BEGIN

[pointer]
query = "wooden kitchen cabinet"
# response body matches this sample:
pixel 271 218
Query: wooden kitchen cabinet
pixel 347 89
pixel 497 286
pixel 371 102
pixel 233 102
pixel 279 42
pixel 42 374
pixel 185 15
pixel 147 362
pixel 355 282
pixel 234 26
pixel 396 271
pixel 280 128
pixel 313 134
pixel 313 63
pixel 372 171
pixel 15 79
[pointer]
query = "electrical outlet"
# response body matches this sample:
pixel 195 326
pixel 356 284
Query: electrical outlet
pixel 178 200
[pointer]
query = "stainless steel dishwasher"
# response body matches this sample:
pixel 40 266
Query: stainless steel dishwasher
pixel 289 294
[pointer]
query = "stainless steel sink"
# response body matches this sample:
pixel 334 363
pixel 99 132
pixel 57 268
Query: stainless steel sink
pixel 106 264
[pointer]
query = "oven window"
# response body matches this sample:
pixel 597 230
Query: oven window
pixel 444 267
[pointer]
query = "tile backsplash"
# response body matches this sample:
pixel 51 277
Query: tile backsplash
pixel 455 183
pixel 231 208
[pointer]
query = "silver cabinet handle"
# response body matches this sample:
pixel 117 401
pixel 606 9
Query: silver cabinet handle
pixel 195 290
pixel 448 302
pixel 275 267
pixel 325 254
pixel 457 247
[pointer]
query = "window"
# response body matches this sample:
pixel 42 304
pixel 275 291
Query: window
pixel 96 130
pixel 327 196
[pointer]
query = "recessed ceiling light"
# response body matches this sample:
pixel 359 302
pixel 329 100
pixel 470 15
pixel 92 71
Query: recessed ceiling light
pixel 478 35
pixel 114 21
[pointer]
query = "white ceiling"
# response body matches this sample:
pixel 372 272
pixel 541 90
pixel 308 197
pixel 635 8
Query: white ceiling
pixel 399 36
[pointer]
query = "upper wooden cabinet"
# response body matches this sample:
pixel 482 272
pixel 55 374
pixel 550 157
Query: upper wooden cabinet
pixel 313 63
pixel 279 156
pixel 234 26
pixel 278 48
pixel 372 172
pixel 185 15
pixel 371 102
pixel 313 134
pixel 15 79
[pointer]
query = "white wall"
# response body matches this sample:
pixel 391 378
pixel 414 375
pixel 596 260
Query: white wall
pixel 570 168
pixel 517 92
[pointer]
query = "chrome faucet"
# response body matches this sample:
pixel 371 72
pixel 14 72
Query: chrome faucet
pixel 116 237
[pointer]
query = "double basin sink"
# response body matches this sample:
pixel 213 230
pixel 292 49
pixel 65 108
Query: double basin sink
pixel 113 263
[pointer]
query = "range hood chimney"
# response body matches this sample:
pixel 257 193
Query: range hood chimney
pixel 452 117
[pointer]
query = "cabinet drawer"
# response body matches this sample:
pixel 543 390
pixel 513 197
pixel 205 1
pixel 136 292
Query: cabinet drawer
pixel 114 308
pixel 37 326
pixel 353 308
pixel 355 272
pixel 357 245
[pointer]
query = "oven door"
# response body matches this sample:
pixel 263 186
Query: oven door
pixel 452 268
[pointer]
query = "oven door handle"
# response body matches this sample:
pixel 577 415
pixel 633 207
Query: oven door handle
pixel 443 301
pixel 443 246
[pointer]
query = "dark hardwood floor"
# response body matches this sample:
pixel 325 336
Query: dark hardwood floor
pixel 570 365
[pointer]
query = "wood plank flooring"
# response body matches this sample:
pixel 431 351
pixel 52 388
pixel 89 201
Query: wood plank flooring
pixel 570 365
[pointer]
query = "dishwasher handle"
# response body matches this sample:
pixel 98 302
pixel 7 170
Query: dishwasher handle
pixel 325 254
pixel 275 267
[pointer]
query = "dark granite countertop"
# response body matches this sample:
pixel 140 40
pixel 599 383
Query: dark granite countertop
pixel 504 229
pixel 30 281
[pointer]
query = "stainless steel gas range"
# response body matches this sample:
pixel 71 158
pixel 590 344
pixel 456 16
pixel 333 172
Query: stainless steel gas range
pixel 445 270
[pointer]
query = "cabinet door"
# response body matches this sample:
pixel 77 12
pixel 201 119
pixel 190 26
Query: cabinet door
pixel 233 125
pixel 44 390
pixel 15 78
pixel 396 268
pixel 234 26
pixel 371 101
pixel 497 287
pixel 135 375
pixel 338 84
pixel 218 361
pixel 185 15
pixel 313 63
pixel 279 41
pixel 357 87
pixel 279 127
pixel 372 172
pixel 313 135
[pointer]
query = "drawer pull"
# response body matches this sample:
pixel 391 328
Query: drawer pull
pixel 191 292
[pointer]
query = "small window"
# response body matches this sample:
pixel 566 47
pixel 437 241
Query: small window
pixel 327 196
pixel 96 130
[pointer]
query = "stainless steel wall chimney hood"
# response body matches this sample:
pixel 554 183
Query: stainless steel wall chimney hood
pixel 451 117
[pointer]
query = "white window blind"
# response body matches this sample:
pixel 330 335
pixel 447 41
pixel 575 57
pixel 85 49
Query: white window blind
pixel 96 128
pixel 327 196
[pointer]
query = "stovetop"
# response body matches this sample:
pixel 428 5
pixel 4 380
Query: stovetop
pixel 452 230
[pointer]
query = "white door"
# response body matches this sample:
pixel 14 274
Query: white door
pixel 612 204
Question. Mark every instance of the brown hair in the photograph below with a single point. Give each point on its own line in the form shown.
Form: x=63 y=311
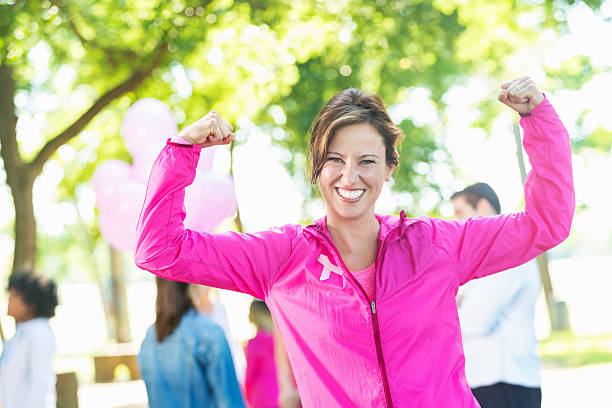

END

Task description:
Reproduce word for word the material above, starting with the line that has "Query: white wall" and stopping after the line that has "pixel 77 12".

Written response:
Query: white wall
pixel 570 168
pixel 517 92
[pointer]
query = "chrome faucet"
# response body matches this sample:
pixel 371 72
pixel 14 72
Query: chrome faucet
pixel 116 237
[pointer]
query = "double basin sink"
# response body matches this sample:
pixel 213 230
pixel 292 49
pixel 65 108
Query: double basin sink
pixel 113 263
[pointer]
query = "range hood chimney"
# response body matches this sample:
pixel 257 193
Query: range hood chimney
pixel 452 117
[pointer]
query = "cabinet drawer"
# response body matches this sample:
pixel 543 390
pixel 513 197
pixel 205 1
pixel 136 292
Query: cabinet drawer
pixel 114 308
pixel 37 326
pixel 353 308
pixel 355 272
pixel 357 245
[pointer]
query = "oven door"
# response body matches this sample:
pixel 263 186
Query: oven door
pixel 452 268
[pointer]
query = "oven door handle"
# response body matches this sample:
pixel 577 415
pixel 633 207
Query: oven door handle
pixel 443 301
pixel 443 246
[pointer]
query = "dark hardwood floor"
# response body matches this sample:
pixel 325 336
Query: dark hardwood floor
pixel 570 365
[pointer]
query = "wood plank flooring"
# response body matches this sample:
pixel 431 351
pixel 52 388
pixel 89 201
Query: wood plank flooring
pixel 570 365
[pointer]
query = "dishwasher handle"
# response body matches this sample:
pixel 98 302
pixel 7 170
Query: dishwasher handle
pixel 325 254
pixel 275 267
[pointer]
query = "dark granite countertop"
# response body matches this sample:
pixel 140 40
pixel 599 383
Query: dark granite countertop
pixel 504 229
pixel 30 281
[pointer]
query = "stainless steel gas range"
# response body matches this sample:
pixel 71 158
pixel 590 344
pixel 456 16
pixel 333 172
Query: stainless steel gas range
pixel 445 270
[pointer]
query = "cabinet door"
# response body matches this sample:
pixel 77 12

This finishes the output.